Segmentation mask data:
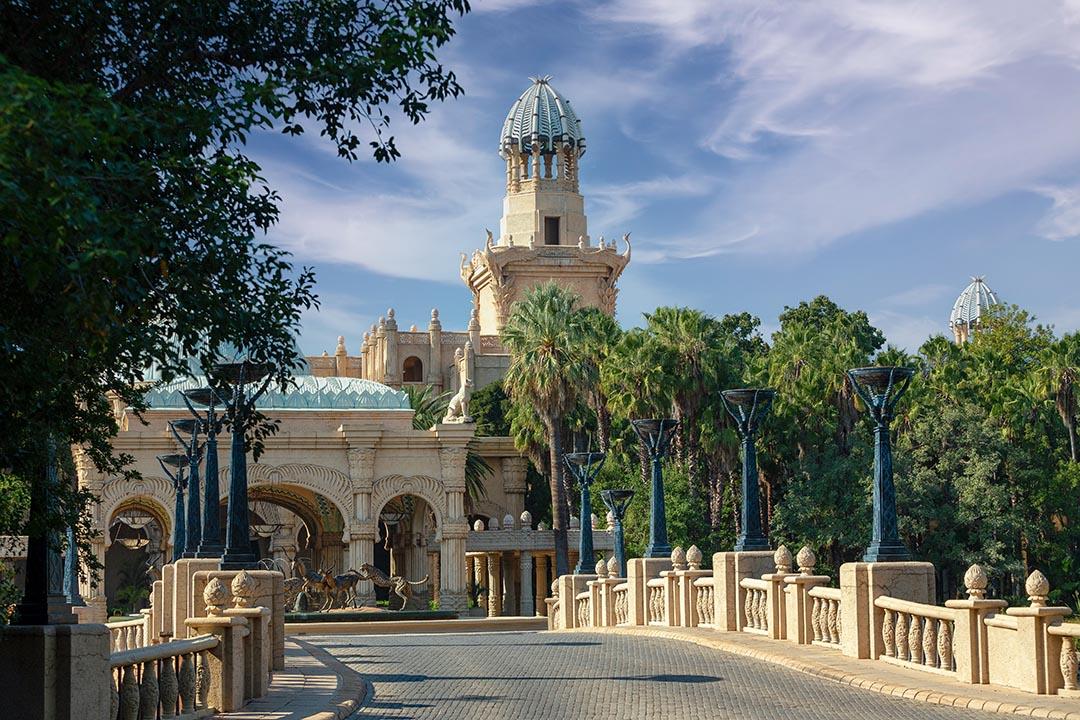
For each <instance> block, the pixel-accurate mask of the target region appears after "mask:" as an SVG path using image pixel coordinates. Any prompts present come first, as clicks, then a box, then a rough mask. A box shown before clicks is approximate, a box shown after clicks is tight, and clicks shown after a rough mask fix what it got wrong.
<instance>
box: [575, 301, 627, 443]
mask: <svg viewBox="0 0 1080 720" xmlns="http://www.w3.org/2000/svg"><path fill="white" fill-rule="evenodd" d="M578 313H579V315H580V318H581V327H582V334H583V338H582V341H583V343H584V345H583V350H584V357H583V362H584V371H585V373H586V376H588V384H586V386H585V402H586V403H588V405H589V407H590V409H592V411H593V412H594V413H595V415H596V441H597V444H598V445H599V449H600V452H607V451H608V450H609V449H610V445H611V413H610V411H609V410H608V403H607V397H605V395H604V386H603V385H602V384H600V366H602V365H603V364H604V361H606V359H607V358H608V356H609V355H610V354H611V352H612V351H613V349H615V347H616V344H617V343H618V342H619V339H620V338H621V337H622V328H620V327H619V324H618V323H616V322H615V318H613V317H611V316H610V315H608V314H607V313H605V312H603V311H602V310H599V309H597V308H582V309H581V310H579V311H578Z"/></svg>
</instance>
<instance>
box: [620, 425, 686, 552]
mask: <svg viewBox="0 0 1080 720" xmlns="http://www.w3.org/2000/svg"><path fill="white" fill-rule="evenodd" d="M631 424H632V425H633V426H634V432H635V433H637V437H638V439H639V440H640V441H642V445H643V447H645V449H646V451H647V452H648V453H649V459H650V460H651V461H652V488H651V497H650V506H649V545H648V546H647V547H646V548H645V557H659V558H669V557H671V555H672V546H671V545H670V544H669V543H667V514H666V511H665V510H664V475H663V472H664V471H663V467H662V466H661V462H662V461H663V459H664V457H665V456H666V454H667V448H669V446H670V445H671V434H672V432H673V431H674V430H675V426H676V425H677V424H678V421H677V420H673V419H672V418H663V419H647V420H631Z"/></svg>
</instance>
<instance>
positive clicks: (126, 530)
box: [105, 498, 168, 614]
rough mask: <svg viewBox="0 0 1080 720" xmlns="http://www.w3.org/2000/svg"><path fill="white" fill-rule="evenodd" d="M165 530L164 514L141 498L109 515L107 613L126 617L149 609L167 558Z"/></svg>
mask: <svg viewBox="0 0 1080 720" xmlns="http://www.w3.org/2000/svg"><path fill="white" fill-rule="evenodd" d="M167 528H168V525H167V520H166V516H165V514H164V512H163V511H162V510H161V508H160V507H157V506H156V505H154V504H153V503H151V502H148V501H145V500H143V499H140V498H135V499H133V500H131V501H129V502H125V503H124V504H122V505H121V506H120V507H118V508H117V510H116V512H113V513H112V517H111V518H110V520H109V527H108V541H109V545H108V547H107V548H106V551H105V602H106V610H107V612H108V614H129V613H133V612H137V611H139V610H141V609H143V608H148V607H149V606H150V589H151V587H152V584H153V581H154V580H158V579H159V578H160V576H161V566H162V565H163V563H164V561H165V559H166V558H165V552H166V549H167V547H168V535H167Z"/></svg>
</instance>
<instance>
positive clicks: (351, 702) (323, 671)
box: [214, 638, 370, 720]
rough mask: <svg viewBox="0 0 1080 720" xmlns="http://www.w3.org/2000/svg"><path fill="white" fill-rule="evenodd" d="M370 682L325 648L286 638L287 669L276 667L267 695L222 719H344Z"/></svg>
mask: <svg viewBox="0 0 1080 720" xmlns="http://www.w3.org/2000/svg"><path fill="white" fill-rule="evenodd" d="M369 688H370V685H368V684H367V682H365V681H364V680H363V679H362V678H361V677H360V676H359V675H357V674H356V673H354V671H353V670H350V669H349V668H348V667H346V666H345V665H342V664H341V663H339V662H338V661H337V660H335V658H334V657H332V656H330V654H329V653H327V652H326V651H325V650H322V649H321V648H315V647H313V646H311V644H308V643H307V642H303V641H302V640H298V639H296V638H286V639H285V669H284V670H276V671H275V673H274V674H273V679H272V680H271V682H270V690H269V692H268V693H267V694H266V696H264V697H260V698H258V699H255V701H252V702H251V703H248V704H247V705H245V706H244V708H243V709H242V710H239V711H237V712H222V714H220V715H216V716H214V717H215V718H221V719H222V720H303V719H307V720H343V718H348V717H349V716H350V715H352V714H353V712H355V711H356V709H357V708H359V707H360V705H361V704H362V703H363V702H364V698H365V696H366V695H367V693H368V691H369Z"/></svg>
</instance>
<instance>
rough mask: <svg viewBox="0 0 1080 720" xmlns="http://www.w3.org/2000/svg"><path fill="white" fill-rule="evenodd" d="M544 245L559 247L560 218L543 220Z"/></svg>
mask: <svg viewBox="0 0 1080 720" xmlns="http://www.w3.org/2000/svg"><path fill="white" fill-rule="evenodd" d="M543 244H544V245H558V218H557V217H545V218H544V219H543Z"/></svg>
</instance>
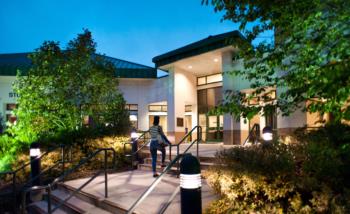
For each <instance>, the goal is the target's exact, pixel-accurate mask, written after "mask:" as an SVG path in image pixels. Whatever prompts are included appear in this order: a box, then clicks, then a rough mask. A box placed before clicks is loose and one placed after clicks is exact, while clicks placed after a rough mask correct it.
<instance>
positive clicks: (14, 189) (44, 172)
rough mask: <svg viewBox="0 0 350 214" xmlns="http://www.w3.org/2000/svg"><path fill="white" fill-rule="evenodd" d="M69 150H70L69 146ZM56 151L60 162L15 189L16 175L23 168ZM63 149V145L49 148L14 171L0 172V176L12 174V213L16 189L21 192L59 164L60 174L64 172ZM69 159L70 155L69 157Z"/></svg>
mask: <svg viewBox="0 0 350 214" xmlns="http://www.w3.org/2000/svg"><path fill="white" fill-rule="evenodd" d="M69 148H70V149H71V146H69ZM57 149H61V160H60V161H58V162H57V163H55V164H54V165H53V166H51V167H49V169H47V170H44V171H42V172H40V173H39V174H38V175H37V176H35V177H32V178H31V179H30V180H28V181H27V182H26V183H24V184H23V185H21V186H20V187H19V188H17V187H16V181H17V173H18V172H19V171H20V170H23V169H24V168H25V167H27V166H29V165H30V164H31V163H32V162H34V161H37V160H38V159H39V160H41V159H42V158H43V157H44V156H46V155H48V154H49V153H51V152H53V151H56V150H57ZM64 149H65V145H63V144H61V145H60V146H56V147H53V148H49V149H48V150H47V151H46V152H44V153H43V154H41V155H39V156H38V157H37V158H35V159H33V160H30V161H28V162H27V163H25V164H23V165H22V166H21V167H19V168H17V169H15V170H12V171H5V172H0V175H11V174H12V184H11V185H12V194H13V195H12V197H13V211H14V212H16V210H17V206H16V204H17V189H19V190H21V189H22V188H23V187H25V186H26V185H28V184H29V183H31V182H32V181H33V180H35V179H37V178H39V177H40V176H42V175H43V174H44V173H46V172H47V171H49V170H51V169H53V168H54V167H56V166H58V165H59V164H60V163H61V164H62V172H63V171H64ZM70 159H71V155H70Z"/></svg>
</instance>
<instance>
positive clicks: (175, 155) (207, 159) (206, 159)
mask: <svg viewBox="0 0 350 214" xmlns="http://www.w3.org/2000/svg"><path fill="white" fill-rule="evenodd" d="M193 155H196V154H193ZM140 157H141V158H143V159H146V158H151V153H150V152H149V150H147V151H142V154H140ZM175 157H176V153H172V154H171V159H172V160H173V159H174V158H175ZM161 159H162V155H161V153H160V152H158V153H157V160H161ZM215 159H216V158H215V157H205V156H199V161H200V162H215ZM165 160H169V152H168V151H167V153H166V156H165Z"/></svg>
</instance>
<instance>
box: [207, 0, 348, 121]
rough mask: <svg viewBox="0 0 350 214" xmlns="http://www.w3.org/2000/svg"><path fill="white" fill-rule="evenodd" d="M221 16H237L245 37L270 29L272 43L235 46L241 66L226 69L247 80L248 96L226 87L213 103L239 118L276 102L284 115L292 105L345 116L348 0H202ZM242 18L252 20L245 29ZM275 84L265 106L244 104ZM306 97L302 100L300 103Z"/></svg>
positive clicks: (287, 111)
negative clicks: (285, 0) (274, 96)
mask: <svg viewBox="0 0 350 214" xmlns="http://www.w3.org/2000/svg"><path fill="white" fill-rule="evenodd" d="M203 2H204V3H206V4H208V3H209V2H210V3H211V4H212V5H213V6H214V8H215V11H220V12H224V15H223V19H224V20H231V21H233V22H240V29H241V30H244V31H245V34H246V38H247V41H248V42H251V41H253V40H254V39H255V38H256V37H257V36H259V35H260V34H261V33H263V32H265V31H267V30H274V31H275V42H274V44H268V43H260V44H259V45H257V46H256V47H252V46H250V47H245V48H244V49H241V52H240V56H241V57H242V58H243V59H244V69H243V70H239V71H232V72H231V73H232V74H233V75H240V76H243V77H244V78H246V79H248V80H249V81H250V82H251V88H253V89H255V93H254V94H253V96H248V97H247V96H245V94H243V93H241V92H237V91H229V92H227V93H226V97H225V101H224V102H223V104H222V105H221V106H220V107H219V108H218V109H217V111H218V112H228V113H231V114H232V115H234V116H235V117H236V118H239V117H240V116H241V115H243V117H248V119H249V118H251V117H252V116H253V115H254V114H256V113H258V112H259V111H261V110H264V111H265V112H268V111H269V110H271V109H273V108H276V107H277V108H279V109H280V111H281V112H282V114H283V115H289V114H290V113H292V112H294V111H295V110H296V109H298V108H304V109H305V110H306V111H309V112H319V113H321V114H324V113H330V114H331V115H332V116H333V119H334V122H340V121H341V120H342V119H345V120H350V105H349V103H350V71H349V56H350V42H349V39H350V19H349V14H350V1H344V0H312V1H304V0H293V1H279V0H256V1H250V0H242V1H234V0H229V1H227V0H211V1H208V0H204V1H203ZM248 23H251V24H253V27H252V28H251V30H247V28H246V26H247V24H248ZM267 87H277V89H279V98H278V101H277V102H275V103H269V104H267V105H265V106H258V107H257V106H247V105H245V103H246V102H247V100H249V99H252V97H256V96H260V99H261V100H264V99H265V98H266V96H264V94H265V93H264V90H265V89H266V88H267ZM305 103H307V105H305Z"/></svg>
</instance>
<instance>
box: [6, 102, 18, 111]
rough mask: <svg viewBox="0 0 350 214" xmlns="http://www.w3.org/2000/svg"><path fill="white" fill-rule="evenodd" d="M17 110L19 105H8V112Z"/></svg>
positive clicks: (6, 104) (11, 103)
mask: <svg viewBox="0 0 350 214" xmlns="http://www.w3.org/2000/svg"><path fill="white" fill-rule="evenodd" d="M16 108H17V104H15V103H8V104H6V110H7V111H12V110H15V109H16Z"/></svg>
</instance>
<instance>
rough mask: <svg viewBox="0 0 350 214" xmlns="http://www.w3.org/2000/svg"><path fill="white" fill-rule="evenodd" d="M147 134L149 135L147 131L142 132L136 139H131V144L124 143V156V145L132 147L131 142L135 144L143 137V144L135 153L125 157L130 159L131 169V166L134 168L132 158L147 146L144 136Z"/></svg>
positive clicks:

> Exercise
Pull out every line of the data above that contains the word "positive", treating uppercase and lowercase letters as different.

> Answer box
positive clicks: (126, 530)
positive clicks: (351, 702) (323, 671)
positive clicks: (14, 189) (44, 172)
positive clicks: (175, 155) (207, 159) (206, 159)
positive clicks: (287, 111)
positive clicks: (6, 104) (11, 103)
positive clicks:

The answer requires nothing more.